- **Task instructions**
Recast the lines below as a Markdown table with two columns, No. and Line, one row per line with its row number. Leave out any blank lines.

- **Records supplied**
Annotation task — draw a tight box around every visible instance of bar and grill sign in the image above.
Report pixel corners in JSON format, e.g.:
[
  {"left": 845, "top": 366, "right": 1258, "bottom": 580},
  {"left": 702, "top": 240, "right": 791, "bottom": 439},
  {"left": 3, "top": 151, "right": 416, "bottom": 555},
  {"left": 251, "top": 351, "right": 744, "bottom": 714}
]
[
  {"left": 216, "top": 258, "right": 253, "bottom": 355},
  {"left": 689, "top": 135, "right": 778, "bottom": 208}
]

- **The completed task**
| No. | Line |
|---|---|
| 1 | Annotation task — draw a tight box around every visible instance of bar and grill sign in the image above. |
| 2 | Report pixel corners in JSON format, e.g.: |
| 3 | [ |
| 4 |   {"left": 845, "top": 366, "right": 1258, "bottom": 580}, |
| 5 |   {"left": 702, "top": 240, "right": 791, "bottom": 439}, |
| 6 |   {"left": 3, "top": 151, "right": 416, "bottom": 555}, |
| 7 |   {"left": 251, "top": 351, "right": 744, "bottom": 714} |
| 8 | ] |
| 9 | [ |
| 10 |   {"left": 216, "top": 258, "right": 253, "bottom": 355}, |
| 11 |   {"left": 689, "top": 135, "right": 778, "bottom": 208} |
| 12 | ] |